--- begin Material for this task ---

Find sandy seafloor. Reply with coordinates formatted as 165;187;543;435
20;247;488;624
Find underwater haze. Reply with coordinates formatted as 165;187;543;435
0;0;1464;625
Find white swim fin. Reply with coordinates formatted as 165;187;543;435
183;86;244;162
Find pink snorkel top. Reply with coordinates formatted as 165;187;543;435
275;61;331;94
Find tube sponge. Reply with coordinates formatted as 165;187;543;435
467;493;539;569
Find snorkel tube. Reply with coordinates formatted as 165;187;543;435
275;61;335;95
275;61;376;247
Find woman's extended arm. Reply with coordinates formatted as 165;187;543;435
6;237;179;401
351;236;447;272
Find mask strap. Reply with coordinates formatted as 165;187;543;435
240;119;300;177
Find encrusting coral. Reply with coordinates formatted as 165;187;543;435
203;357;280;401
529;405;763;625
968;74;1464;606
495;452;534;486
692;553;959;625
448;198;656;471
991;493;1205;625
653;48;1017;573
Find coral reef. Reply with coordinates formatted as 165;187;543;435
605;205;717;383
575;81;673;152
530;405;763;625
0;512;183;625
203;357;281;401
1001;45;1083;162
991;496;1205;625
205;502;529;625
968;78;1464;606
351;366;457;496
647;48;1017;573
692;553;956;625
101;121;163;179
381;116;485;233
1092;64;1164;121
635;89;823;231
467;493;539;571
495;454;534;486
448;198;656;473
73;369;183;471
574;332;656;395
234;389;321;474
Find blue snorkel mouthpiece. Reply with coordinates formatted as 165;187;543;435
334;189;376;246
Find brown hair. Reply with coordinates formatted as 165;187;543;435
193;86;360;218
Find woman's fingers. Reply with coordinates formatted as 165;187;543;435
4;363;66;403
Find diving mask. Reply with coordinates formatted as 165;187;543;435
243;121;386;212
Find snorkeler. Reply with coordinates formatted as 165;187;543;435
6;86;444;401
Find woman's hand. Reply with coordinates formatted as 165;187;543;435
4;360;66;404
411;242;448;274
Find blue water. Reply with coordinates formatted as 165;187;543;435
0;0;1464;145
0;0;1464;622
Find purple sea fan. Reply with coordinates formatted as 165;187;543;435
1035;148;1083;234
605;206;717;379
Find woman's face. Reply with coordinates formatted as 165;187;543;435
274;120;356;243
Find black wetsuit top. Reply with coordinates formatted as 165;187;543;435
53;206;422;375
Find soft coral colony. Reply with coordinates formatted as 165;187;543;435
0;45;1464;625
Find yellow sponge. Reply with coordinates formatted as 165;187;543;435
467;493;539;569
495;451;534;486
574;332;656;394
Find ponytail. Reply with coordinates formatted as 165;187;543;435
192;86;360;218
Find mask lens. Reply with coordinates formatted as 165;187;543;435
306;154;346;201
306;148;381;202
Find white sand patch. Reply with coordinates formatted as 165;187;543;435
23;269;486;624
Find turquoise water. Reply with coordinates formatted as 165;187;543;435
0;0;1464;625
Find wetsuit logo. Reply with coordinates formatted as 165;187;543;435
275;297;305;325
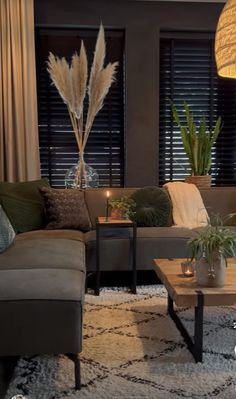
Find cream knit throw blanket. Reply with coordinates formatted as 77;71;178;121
164;182;208;229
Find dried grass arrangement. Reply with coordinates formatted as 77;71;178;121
48;24;118;184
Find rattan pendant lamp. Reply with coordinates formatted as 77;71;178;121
215;0;236;79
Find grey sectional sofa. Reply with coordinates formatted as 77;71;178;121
84;187;236;271
0;187;236;388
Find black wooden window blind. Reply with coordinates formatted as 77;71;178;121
36;28;124;187
159;34;236;185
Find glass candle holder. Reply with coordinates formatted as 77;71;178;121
181;261;194;277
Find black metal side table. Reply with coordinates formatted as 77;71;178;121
95;216;137;295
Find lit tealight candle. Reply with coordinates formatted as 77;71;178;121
106;191;110;222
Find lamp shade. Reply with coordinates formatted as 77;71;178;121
215;0;236;79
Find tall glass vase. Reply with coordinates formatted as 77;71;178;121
65;154;99;188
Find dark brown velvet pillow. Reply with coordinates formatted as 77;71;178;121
40;187;91;231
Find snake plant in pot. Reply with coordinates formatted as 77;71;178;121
171;102;222;188
188;217;236;287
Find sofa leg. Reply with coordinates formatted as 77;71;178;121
67;353;81;390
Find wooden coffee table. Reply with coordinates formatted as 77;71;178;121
154;259;236;362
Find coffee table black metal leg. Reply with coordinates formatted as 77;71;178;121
132;224;137;294
167;295;174;317
95;224;100;295
193;291;204;362
167;291;204;362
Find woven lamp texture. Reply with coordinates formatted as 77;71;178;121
215;0;236;79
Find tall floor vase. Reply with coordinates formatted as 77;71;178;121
65;156;99;189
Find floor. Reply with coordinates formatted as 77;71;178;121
0;357;18;399
0;270;158;399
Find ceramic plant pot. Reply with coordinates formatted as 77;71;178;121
196;252;226;287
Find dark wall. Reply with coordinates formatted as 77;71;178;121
35;0;223;187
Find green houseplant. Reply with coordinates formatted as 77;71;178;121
188;217;236;287
108;196;136;219
171;102;222;186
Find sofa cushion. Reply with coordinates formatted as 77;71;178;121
85;227;197;271
0;205;16;252
16;229;84;242
131;187;171;227
0;238;85;280
40;187;91;231
0;178;49;233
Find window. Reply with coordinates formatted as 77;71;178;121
36;28;124;187
159;34;236;186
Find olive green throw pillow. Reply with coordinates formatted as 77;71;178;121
0;178;49;233
131;187;171;227
0;205;16;253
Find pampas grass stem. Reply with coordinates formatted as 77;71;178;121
48;24;118;163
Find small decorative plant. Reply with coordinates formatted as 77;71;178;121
171;102;222;176
188;214;236;266
108;196;136;219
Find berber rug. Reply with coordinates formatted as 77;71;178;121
6;285;236;399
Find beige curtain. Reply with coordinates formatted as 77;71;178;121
0;0;40;182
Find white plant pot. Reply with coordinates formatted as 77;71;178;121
196;252;226;288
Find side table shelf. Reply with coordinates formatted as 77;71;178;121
95;216;137;295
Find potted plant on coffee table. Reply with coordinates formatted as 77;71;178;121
188;217;236;287
108;196;136;219
171;102;222;188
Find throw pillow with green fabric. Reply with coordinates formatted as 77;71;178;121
0;205;16;253
0;178;50;233
130;186;171;227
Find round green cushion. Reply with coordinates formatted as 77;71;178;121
131;187;171;227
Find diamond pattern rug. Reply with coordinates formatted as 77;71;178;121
6;286;236;399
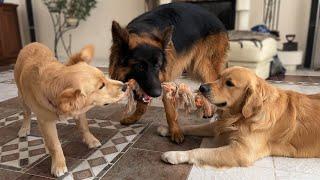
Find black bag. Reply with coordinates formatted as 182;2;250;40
270;55;286;77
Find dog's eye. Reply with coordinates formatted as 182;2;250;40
99;83;105;89
226;80;234;87
135;64;144;71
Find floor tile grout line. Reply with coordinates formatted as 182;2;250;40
23;172;57;179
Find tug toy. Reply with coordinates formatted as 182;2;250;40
124;79;214;118
162;82;195;114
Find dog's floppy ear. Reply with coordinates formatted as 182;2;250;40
58;88;85;113
161;25;174;49
111;21;129;46
66;45;94;66
242;85;263;118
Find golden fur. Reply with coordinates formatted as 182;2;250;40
159;67;320;167
14;43;125;176
109;21;229;143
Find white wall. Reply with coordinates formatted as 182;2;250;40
250;0;311;51
33;0;144;67
6;0;311;66
6;0;145;67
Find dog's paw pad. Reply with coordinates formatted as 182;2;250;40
88;140;101;148
157;126;170;137
51;164;68;177
83;134;101;149
18;128;30;137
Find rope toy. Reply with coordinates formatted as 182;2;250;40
162;82;195;114
194;93;215;118
124;79;215;118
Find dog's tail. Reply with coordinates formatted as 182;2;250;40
66;45;94;66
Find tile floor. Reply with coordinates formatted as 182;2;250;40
0;65;320;180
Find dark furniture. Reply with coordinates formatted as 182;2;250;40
0;3;22;65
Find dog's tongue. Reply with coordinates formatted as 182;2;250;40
142;92;152;103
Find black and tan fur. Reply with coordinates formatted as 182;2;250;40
109;3;229;143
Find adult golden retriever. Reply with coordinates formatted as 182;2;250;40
14;43;126;176
159;67;320;167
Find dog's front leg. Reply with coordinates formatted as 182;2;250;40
37;113;68;177
161;144;259;167
76;113;101;148
120;101;148;125
162;96;184;143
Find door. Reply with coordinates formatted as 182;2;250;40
0;5;21;59
311;3;320;69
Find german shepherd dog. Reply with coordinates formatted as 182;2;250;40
109;3;229;143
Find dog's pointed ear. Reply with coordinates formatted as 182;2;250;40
111;21;129;45
58;88;85;113
162;25;174;49
242;85;263;118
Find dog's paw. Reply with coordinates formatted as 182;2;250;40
170;129;184;144
82;133;101;149
51;161;68;177
157;126;170;137
18;127;30;137
161;151;189;164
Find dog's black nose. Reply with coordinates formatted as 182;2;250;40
121;84;128;92
199;84;210;93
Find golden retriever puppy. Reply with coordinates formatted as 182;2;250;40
159;67;320;167
14;43;126;176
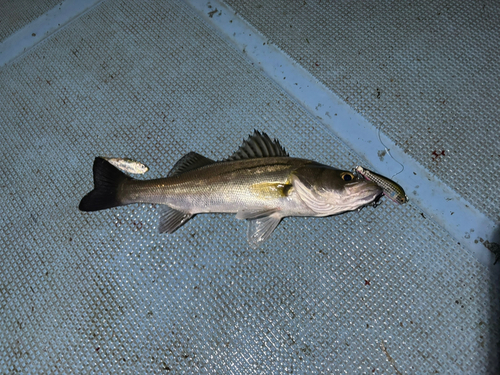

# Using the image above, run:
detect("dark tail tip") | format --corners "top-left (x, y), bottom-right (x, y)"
top-left (78, 157), bottom-right (132, 211)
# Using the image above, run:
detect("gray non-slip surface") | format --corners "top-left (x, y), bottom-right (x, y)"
top-left (226, 0), bottom-right (500, 222)
top-left (0, 0), bottom-right (61, 42)
top-left (0, 0), bottom-right (499, 374)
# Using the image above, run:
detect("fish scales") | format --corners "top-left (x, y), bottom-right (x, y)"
top-left (79, 131), bottom-right (383, 247)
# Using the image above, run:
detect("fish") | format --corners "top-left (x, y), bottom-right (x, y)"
top-left (79, 130), bottom-right (383, 247)
top-left (102, 156), bottom-right (149, 174)
top-left (354, 166), bottom-right (408, 204)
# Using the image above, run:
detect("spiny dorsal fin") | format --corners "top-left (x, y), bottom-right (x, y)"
top-left (226, 130), bottom-right (289, 161)
top-left (167, 152), bottom-right (215, 177)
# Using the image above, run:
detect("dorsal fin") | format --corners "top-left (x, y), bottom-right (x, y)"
top-left (226, 130), bottom-right (289, 161)
top-left (167, 151), bottom-right (215, 177)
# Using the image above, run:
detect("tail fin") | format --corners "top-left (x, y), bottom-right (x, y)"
top-left (78, 157), bottom-right (133, 211)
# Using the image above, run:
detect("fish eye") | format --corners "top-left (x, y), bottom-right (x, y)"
top-left (340, 172), bottom-right (354, 181)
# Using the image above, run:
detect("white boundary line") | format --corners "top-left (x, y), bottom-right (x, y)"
top-left (0, 0), bottom-right (500, 273)
top-left (186, 0), bottom-right (500, 273)
top-left (0, 0), bottom-right (103, 67)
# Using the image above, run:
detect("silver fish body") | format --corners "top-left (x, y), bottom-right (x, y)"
top-left (354, 166), bottom-right (408, 204)
top-left (80, 132), bottom-right (382, 246)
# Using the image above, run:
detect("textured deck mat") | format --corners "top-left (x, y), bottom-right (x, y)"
top-left (226, 0), bottom-right (500, 222)
top-left (0, 0), bottom-right (500, 374)
top-left (0, 0), bottom-right (61, 42)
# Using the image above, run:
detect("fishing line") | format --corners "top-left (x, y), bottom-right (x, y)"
top-left (377, 124), bottom-right (405, 178)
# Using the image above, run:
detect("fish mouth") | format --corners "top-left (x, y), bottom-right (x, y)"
top-left (349, 180), bottom-right (383, 206)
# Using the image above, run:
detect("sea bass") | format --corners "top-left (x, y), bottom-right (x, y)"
top-left (354, 166), bottom-right (408, 204)
top-left (79, 131), bottom-right (383, 247)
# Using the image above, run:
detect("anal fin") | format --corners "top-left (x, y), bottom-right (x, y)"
top-left (158, 205), bottom-right (194, 233)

--- end Material for this task ---

■ **Your objective**:
Recast the records as a two-column CSV with the headers request and answer, starting with the line with "Find purple sea" and going on through the line with "306;148;381;202". Give one row per request, and put its text and its answer each in a single quoted field, with any line breaks replaced by spaces.

■ **In response**:
request,answer
"Find purple sea fan. Reply with coordinates formatted as 165;187;543;435","1035;148;1083;234 605;206;717;379"
"Find woman's face. Reply with coordinates formatted as 165;187;543;435","274;120;356;243"
"Find black wetsuit top. Reply with coordinates formatted as 165;187;543;435","53;206;422;375"
"Find soft coral colony. Reply with coordinates formatted as 165;187;543;435","0;45;1464;625"
"Find yellow sponge. Reply with coordinates formatted as 165;187;543;435","467;493;539;569 495;451;534;486 574;332;656;394"
"Find ponytail. Reply with coordinates formatted as 165;187;543;435","192;86;360;218"
"Find mask lens. Reply with coordinates formatted as 165;187;543;435","306;154;346;201 306;148;381;202"